**Task statement**
Copy the rows from the line containing "man in this" through the end of the rows, both ends included, keeping every line as it stands except that each x and y coordinate value is increased by 7.

::::::

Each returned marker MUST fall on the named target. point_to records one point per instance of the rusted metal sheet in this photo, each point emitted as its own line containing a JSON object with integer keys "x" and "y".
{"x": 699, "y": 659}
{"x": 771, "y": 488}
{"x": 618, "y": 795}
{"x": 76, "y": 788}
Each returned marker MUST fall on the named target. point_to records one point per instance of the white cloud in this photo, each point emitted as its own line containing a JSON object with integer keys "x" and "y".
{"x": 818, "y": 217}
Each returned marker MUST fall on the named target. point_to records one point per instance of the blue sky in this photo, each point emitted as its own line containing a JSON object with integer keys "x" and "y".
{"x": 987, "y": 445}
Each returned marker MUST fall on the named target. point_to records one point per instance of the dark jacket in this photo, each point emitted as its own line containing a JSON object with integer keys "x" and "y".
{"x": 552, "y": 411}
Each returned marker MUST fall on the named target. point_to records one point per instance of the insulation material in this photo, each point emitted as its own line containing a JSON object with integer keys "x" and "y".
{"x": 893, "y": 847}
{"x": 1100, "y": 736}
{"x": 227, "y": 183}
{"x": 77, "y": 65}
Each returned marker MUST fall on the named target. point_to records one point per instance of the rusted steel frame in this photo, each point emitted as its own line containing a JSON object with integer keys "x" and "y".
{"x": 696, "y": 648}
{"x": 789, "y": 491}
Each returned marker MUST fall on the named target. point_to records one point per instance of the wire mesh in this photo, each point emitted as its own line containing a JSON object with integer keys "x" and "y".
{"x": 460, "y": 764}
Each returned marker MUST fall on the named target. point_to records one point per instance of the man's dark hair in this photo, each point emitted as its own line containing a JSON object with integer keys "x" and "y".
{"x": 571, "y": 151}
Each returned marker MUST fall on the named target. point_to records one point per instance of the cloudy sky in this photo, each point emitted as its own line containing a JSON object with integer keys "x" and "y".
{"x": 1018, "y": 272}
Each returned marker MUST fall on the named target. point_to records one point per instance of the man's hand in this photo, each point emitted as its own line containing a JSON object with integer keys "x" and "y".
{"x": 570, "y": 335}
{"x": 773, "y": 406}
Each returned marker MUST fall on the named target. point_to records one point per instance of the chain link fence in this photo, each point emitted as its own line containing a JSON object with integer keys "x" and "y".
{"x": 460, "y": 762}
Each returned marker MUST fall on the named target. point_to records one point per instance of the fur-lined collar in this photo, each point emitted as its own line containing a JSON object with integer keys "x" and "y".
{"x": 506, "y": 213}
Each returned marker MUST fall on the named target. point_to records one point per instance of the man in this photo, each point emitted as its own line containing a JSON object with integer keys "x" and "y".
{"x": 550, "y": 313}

::::::

**Task result**
Each returned marker MUST fall on the named target. point_to records one point per instance of the man in this photo, each point emitted as its own line containing a JSON object with integer keys "x" and "y".
{"x": 557, "y": 320}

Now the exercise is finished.